- [EXERCISE OBJECTIVE]:
Extract exactly the range of lines bounded by the line containing "Where can you see the woman in red" and the final line of the listing, both ends included, and no other lines.

[Coordinate labeling data]
----
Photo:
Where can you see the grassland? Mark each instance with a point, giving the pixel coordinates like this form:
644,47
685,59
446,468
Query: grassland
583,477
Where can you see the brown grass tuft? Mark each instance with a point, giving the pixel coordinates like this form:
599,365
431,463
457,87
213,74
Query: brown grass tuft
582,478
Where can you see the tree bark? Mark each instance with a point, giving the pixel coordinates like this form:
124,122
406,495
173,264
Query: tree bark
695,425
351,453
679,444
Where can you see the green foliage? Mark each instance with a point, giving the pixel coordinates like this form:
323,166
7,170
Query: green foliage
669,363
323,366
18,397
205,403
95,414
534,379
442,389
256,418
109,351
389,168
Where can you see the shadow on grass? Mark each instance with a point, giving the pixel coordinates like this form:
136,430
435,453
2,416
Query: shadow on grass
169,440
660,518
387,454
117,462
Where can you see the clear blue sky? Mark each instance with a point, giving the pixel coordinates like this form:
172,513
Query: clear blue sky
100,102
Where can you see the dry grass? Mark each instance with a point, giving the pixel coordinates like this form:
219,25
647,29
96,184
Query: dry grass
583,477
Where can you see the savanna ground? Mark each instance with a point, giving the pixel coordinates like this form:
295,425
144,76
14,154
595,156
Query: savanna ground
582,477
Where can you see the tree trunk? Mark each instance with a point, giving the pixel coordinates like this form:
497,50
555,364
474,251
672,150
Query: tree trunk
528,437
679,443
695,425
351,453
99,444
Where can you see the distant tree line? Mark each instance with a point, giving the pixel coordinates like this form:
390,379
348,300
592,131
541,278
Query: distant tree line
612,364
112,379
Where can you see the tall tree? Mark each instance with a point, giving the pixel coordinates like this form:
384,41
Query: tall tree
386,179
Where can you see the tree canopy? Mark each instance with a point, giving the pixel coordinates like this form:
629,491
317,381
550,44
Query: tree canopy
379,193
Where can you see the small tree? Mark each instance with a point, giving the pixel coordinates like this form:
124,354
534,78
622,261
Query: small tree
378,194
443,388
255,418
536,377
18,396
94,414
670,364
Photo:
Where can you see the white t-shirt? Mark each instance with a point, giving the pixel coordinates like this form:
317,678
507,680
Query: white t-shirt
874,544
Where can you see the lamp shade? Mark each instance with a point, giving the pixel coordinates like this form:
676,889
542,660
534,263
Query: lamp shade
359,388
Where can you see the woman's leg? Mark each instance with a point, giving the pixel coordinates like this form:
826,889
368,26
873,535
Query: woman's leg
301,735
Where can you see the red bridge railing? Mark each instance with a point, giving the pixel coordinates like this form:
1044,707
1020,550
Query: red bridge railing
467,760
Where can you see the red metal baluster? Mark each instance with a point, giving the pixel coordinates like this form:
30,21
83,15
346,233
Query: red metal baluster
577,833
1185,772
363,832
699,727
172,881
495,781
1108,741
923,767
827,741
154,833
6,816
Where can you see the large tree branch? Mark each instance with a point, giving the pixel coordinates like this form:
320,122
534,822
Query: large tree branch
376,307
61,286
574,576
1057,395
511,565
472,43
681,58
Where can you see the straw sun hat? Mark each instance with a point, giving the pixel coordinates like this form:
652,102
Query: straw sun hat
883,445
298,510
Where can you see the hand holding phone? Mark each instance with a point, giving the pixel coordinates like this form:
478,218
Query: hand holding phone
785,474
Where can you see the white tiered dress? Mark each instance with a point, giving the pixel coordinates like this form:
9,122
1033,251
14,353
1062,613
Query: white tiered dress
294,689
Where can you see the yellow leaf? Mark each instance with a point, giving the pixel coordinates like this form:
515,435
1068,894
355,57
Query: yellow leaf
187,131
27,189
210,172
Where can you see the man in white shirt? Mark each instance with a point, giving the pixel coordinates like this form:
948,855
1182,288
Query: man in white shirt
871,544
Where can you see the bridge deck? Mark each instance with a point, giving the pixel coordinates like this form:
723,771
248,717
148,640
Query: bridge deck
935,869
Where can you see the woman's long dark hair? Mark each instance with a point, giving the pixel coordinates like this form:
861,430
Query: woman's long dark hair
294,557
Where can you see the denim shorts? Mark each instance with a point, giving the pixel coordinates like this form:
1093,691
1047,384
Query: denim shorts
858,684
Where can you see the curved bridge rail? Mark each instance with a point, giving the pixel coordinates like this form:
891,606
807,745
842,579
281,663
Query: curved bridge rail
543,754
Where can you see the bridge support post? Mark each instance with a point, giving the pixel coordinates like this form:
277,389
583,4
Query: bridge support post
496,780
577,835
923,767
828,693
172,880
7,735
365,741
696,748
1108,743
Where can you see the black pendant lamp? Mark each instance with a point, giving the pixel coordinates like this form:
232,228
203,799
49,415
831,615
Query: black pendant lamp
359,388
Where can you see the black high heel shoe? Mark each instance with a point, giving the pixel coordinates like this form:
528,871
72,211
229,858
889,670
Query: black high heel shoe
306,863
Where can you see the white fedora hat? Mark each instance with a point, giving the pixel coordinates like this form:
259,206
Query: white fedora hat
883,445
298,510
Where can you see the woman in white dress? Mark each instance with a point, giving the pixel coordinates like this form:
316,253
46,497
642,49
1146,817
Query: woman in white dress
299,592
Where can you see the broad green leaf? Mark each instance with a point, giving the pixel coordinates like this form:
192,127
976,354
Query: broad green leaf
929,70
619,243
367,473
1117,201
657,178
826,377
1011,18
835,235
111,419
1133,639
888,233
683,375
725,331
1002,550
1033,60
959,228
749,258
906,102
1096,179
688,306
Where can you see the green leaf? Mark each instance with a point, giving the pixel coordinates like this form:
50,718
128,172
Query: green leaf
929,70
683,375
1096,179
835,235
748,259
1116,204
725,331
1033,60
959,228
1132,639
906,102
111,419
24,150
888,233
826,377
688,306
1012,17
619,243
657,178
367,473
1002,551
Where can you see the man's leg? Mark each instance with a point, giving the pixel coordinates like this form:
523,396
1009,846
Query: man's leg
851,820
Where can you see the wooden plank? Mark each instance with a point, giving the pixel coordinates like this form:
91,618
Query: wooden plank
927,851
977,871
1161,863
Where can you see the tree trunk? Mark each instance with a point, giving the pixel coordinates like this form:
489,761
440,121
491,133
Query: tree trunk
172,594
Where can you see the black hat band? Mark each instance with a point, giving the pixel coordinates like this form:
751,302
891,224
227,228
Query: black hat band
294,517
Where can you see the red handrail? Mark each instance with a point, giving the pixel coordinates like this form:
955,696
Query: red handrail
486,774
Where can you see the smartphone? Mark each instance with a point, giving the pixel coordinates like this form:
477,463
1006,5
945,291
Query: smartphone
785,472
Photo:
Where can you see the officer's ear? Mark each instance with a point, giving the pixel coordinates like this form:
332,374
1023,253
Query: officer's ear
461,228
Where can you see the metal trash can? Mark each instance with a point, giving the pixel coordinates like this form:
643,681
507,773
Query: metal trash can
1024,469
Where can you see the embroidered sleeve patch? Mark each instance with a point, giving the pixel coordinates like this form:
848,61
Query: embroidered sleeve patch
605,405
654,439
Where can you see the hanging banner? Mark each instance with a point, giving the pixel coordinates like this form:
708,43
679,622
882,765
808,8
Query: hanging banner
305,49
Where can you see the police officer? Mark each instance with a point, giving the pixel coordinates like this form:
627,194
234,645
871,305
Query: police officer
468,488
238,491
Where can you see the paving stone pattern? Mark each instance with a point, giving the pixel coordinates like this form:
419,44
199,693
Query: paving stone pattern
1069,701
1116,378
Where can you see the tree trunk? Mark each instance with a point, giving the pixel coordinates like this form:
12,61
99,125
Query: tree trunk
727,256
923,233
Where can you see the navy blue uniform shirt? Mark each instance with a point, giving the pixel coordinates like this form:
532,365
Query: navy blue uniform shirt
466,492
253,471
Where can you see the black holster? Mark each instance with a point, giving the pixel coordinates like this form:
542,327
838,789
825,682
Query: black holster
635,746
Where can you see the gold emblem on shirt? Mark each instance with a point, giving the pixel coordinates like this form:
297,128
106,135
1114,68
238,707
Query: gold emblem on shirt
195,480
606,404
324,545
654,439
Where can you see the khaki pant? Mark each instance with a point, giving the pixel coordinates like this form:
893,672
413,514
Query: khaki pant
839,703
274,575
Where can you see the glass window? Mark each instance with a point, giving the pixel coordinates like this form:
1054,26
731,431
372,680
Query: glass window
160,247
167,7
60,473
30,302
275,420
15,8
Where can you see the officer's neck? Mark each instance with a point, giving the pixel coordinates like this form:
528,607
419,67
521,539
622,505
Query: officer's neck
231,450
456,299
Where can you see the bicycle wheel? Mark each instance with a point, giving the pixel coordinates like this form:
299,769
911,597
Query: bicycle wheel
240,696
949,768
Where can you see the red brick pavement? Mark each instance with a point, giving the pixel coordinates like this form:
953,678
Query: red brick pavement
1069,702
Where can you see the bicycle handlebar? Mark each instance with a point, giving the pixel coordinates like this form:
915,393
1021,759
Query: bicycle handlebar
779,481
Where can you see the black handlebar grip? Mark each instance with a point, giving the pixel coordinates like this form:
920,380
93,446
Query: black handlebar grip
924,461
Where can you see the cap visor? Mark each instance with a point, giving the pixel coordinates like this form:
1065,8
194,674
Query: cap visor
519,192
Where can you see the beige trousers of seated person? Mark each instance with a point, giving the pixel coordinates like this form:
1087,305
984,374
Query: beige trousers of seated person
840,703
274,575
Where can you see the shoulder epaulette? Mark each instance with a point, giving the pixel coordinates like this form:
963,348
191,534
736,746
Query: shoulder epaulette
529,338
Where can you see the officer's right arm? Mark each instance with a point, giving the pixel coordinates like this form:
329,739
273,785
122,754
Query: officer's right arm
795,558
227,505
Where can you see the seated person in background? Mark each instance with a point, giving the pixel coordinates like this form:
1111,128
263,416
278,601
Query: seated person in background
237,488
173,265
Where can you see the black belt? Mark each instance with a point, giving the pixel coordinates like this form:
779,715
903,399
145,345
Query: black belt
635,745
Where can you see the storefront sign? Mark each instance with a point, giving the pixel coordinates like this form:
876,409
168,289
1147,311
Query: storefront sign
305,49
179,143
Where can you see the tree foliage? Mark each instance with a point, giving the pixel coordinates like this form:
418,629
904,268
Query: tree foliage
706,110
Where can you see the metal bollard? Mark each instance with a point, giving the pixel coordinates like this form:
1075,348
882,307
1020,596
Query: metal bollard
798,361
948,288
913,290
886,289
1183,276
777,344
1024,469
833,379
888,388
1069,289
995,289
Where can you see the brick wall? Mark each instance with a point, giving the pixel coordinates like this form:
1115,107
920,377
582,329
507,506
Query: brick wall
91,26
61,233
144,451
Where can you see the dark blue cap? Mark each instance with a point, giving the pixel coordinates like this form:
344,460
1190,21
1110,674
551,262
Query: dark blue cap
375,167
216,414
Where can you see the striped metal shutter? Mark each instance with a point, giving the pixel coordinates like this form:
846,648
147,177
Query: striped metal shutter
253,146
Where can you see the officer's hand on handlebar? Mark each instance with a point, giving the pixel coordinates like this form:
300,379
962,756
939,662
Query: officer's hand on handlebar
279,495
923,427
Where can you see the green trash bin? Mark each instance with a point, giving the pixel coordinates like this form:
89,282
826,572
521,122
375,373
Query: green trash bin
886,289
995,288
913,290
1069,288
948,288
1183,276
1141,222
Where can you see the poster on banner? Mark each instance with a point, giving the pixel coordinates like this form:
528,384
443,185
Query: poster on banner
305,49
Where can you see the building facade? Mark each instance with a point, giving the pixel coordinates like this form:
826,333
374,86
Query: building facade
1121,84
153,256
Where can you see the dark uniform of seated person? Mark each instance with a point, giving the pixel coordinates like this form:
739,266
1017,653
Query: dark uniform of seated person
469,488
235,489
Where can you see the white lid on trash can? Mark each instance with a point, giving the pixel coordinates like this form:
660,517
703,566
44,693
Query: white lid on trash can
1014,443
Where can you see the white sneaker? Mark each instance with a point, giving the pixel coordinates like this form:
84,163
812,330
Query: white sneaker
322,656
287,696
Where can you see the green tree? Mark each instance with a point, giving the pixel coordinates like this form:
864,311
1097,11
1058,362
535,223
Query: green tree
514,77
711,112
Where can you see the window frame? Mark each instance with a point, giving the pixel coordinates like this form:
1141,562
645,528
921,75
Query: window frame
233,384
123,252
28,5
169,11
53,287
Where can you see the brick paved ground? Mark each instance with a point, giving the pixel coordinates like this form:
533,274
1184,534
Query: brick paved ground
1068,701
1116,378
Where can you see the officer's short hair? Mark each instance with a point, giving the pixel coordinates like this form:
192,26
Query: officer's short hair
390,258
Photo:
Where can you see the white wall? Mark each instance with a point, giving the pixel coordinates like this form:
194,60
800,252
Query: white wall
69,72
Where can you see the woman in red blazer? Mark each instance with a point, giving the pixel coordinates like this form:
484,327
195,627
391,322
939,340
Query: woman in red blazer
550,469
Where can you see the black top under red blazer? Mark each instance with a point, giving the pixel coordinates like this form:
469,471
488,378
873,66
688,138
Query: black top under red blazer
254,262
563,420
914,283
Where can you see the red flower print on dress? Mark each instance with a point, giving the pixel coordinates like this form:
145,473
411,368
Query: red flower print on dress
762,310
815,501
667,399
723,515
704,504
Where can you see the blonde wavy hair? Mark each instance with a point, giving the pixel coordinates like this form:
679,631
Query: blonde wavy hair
----
- [SOLUTION FOR THIS EXERCISE]:
Where can you see the woman in red blazer? Mark each instance with a point, giving the pixel coordinates like this form:
484,327
195,627
391,322
939,340
Query: woman in red blazer
550,469
Where can you see the black top under red blazer? Mark each instance with a point, giving the pixel coordinates like this form:
469,471
488,378
873,66
688,138
Query: black top under red blazer
254,262
563,420
914,283
Where can you see the red flower print on dress? Mark each instance with a point, giving the pixel coordinates like this form:
145,473
411,368
Query: red flower print on dress
762,310
815,501
667,399
723,515
704,504
Where can you see the blonde wavy hair? Mark each instance with a point, giving the pixel coordinates like this form:
679,631
Query: blonde wavy hair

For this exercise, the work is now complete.